What you will do:
For this exercise, write out each entry below exactly as it reads.

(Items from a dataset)
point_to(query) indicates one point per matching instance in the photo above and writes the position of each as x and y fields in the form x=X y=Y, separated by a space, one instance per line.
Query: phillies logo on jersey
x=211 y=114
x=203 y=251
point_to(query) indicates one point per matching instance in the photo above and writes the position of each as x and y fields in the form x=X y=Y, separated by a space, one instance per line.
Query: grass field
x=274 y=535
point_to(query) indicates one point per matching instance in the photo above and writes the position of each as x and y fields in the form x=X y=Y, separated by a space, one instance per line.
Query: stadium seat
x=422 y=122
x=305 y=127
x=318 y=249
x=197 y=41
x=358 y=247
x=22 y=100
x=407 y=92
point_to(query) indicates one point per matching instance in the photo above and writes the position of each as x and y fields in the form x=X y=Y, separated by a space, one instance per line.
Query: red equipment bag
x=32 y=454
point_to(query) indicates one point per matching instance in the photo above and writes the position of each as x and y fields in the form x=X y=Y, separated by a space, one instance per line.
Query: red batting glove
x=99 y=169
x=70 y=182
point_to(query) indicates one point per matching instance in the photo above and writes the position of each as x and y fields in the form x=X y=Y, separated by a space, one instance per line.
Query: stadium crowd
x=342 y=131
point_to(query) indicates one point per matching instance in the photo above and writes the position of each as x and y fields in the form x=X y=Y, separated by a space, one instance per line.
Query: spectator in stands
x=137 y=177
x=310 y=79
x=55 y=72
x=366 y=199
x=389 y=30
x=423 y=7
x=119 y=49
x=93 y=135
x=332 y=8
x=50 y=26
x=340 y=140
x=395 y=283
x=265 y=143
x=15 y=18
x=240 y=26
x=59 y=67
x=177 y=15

Task result:
point_to(query) indicates one point per matching instance in the photo above and writes the position of each as x and y fields in the form x=X y=Y, separated by a space, one instance per line.
Query: phillies logo on jersey
x=211 y=114
x=203 y=251
point_to(query) indicates one point per matching instance in the photo above and writes the position of each as x and y fields in the form x=X y=Y, separated by a space, one instance per line.
Query: grass field
x=274 y=535
point_to(query) indicates one point per matching instance in the photo above and writes the position of each as x and y fields in the form x=X y=Y, separated by a space, one instance per line.
Query: stadium seat
x=422 y=122
x=305 y=127
x=318 y=249
x=197 y=41
x=358 y=247
x=22 y=100
x=407 y=92
point_to(query) indicates one point per matching instance in the photo above and writes the position of each as x and y fields in the form x=X y=Y, separated by a space, one instance per line.
Query: red equipment bag
x=32 y=454
point_to(query) indicates one point per matching instance in the photo above and writes the position of each as x and y fields in the form x=X y=Y, separated by a space, one instance per line.
Query: red batting glove
x=99 y=169
x=70 y=182
point_to(query) indicates one point per matching instance in the photo above and writes the position of each as x and y fields in the form x=X y=Y, separated by a space, one instance per line.
Query: stadium crowd
x=342 y=131
point_to(query) indicates one point per matching instance in the photo above and writes the position of each as x and y fields in the form x=X y=Y, separated by a space, one instance per line.
Query: spectator in stands
x=137 y=177
x=310 y=79
x=55 y=72
x=366 y=199
x=389 y=30
x=423 y=7
x=119 y=49
x=93 y=135
x=332 y=8
x=50 y=26
x=340 y=140
x=395 y=283
x=265 y=143
x=15 y=18
x=240 y=26
x=59 y=67
x=177 y=15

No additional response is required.